Saved data entries:
++++++++++++++++++++

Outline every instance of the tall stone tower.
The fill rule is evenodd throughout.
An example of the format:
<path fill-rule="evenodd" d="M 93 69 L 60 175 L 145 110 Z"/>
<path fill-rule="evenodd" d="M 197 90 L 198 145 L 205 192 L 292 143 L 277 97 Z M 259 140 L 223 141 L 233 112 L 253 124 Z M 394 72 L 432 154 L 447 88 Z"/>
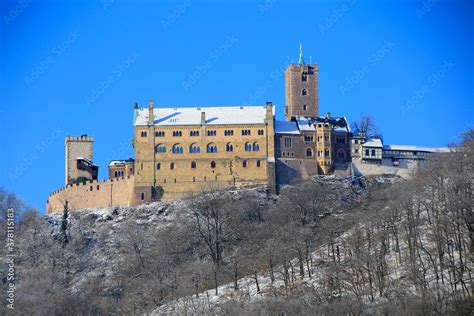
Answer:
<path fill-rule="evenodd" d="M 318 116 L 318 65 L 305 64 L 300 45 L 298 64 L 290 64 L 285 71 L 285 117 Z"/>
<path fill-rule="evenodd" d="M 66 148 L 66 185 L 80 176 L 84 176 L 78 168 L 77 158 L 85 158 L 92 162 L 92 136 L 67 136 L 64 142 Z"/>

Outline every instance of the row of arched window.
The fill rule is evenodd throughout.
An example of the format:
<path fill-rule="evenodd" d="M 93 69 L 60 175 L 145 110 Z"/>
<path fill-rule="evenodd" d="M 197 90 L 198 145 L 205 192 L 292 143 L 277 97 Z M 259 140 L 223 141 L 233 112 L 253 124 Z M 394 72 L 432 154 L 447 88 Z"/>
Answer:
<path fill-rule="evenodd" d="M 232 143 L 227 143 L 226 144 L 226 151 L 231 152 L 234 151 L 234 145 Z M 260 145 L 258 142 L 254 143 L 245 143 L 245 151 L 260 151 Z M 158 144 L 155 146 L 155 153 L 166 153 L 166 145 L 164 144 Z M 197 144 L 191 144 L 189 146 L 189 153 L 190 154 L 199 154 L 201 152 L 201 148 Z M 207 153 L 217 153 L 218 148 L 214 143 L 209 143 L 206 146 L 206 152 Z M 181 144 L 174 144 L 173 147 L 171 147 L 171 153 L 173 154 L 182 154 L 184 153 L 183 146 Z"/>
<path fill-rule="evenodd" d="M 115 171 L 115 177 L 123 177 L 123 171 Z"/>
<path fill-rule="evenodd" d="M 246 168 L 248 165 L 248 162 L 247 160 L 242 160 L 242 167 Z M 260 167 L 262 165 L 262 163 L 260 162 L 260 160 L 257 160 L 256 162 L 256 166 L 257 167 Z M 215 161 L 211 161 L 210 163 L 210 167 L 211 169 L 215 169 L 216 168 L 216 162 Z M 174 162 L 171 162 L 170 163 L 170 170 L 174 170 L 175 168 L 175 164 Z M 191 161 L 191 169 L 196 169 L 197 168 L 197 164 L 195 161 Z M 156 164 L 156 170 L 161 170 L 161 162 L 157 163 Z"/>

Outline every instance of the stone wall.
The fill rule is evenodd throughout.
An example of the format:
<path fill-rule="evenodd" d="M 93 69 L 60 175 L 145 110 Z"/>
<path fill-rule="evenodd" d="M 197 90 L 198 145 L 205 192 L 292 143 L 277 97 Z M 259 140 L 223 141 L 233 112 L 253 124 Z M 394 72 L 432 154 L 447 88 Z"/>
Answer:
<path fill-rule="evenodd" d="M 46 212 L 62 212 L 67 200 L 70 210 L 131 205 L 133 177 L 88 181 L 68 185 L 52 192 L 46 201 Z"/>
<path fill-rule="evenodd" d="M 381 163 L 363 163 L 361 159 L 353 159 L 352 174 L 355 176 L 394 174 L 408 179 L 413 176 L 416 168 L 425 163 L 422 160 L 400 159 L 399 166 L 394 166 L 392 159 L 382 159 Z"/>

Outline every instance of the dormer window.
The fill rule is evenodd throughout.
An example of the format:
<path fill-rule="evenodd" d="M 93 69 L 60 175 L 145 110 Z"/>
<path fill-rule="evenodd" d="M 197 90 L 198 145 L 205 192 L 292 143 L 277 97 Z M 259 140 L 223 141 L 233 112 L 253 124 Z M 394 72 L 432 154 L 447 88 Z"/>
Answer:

++++++++++++++++++++

WHAT IS NEEDED >> Every entry above should be restated word for word, with the images left out.

EXERCISE RESULT >>
Outline every instance of the tall stone tower.
The fill rule is evenodd throughout.
An example of the format:
<path fill-rule="evenodd" d="M 93 69 L 60 175 L 145 110 Z"/>
<path fill-rule="evenodd" d="M 197 90 L 198 145 L 205 192 L 292 143 L 277 97 Z M 259 140 L 223 141 L 233 112 L 253 124 Z M 394 72 L 432 154 L 447 88 Z"/>
Answer:
<path fill-rule="evenodd" d="M 318 116 L 318 65 L 305 64 L 300 45 L 298 64 L 290 64 L 285 71 L 285 117 Z"/>
<path fill-rule="evenodd" d="M 66 148 L 66 185 L 80 176 L 84 176 L 78 168 L 77 158 L 85 158 L 92 162 L 92 136 L 67 136 L 64 142 Z"/>

Outline every instance of the row of arched window.
The fill rule is evenodd throughout.
An example of the format:
<path fill-rule="evenodd" d="M 93 69 L 60 175 L 145 110 Z"/>
<path fill-rule="evenodd" d="M 197 90 L 198 145 L 205 192 L 292 143 L 277 97 Z M 259 140 L 223 141 L 233 112 L 253 124 Z M 394 72 L 432 154 L 447 88 Z"/>
Answer:
<path fill-rule="evenodd" d="M 232 143 L 227 143 L 226 144 L 226 151 L 231 152 L 234 151 L 234 145 Z M 260 145 L 258 142 L 254 143 L 245 143 L 245 151 L 260 151 Z M 158 144 L 155 146 L 155 153 L 166 153 L 166 145 L 164 144 Z M 197 144 L 191 144 L 189 146 L 189 153 L 190 154 L 199 154 L 201 152 L 201 148 Z M 207 153 L 217 153 L 218 148 L 214 143 L 209 143 L 206 146 L 206 152 Z M 181 144 L 174 144 L 173 147 L 171 147 L 171 153 L 173 154 L 182 154 L 184 153 L 183 146 Z"/>
<path fill-rule="evenodd" d="M 115 171 L 115 177 L 123 177 L 123 171 Z"/>
<path fill-rule="evenodd" d="M 246 168 L 248 165 L 248 162 L 247 160 L 242 160 L 242 167 Z M 260 167 L 262 165 L 262 163 L 260 162 L 260 160 L 257 160 L 256 162 L 256 166 L 257 167 Z M 215 161 L 211 161 L 210 163 L 210 167 L 211 169 L 215 169 L 216 168 L 216 162 Z M 174 162 L 171 162 L 170 163 L 170 170 L 174 170 L 175 168 L 175 164 Z M 191 161 L 191 169 L 196 169 L 197 168 L 197 164 L 195 161 Z M 156 164 L 156 170 L 161 170 L 161 162 L 157 163 Z"/>

Outline every instance of the stone wall.
The fill rule is evenodd throughout.
An example of the format:
<path fill-rule="evenodd" d="M 93 69 L 60 175 L 145 110 Z"/>
<path fill-rule="evenodd" d="M 197 90 L 198 145 L 205 192 L 292 143 L 277 97 Z M 259 140 L 223 141 L 233 112 L 253 124 Z M 394 72 L 432 154 L 447 88 Z"/>
Answer:
<path fill-rule="evenodd" d="M 46 212 L 62 212 L 67 200 L 70 210 L 131 205 L 133 177 L 88 181 L 68 185 L 52 192 L 46 201 Z"/>
<path fill-rule="evenodd" d="M 381 163 L 363 163 L 361 159 L 353 159 L 352 174 L 355 176 L 394 174 L 408 179 L 413 176 L 416 168 L 425 163 L 422 160 L 400 159 L 399 166 L 394 166 L 392 159 L 382 159 Z"/>

Outline every instance of the dormer window.
The fill rule is evenodd throughout.
An example of the format:
<path fill-rule="evenodd" d="M 93 69 L 60 175 L 145 110 Z"/>
<path fill-rule="evenodd" d="M 197 90 L 198 145 L 205 192 L 292 143 L 277 97 Z M 259 140 L 223 141 L 233 112 L 253 124 Z M 394 72 L 432 154 L 447 88 Z"/>
Answer:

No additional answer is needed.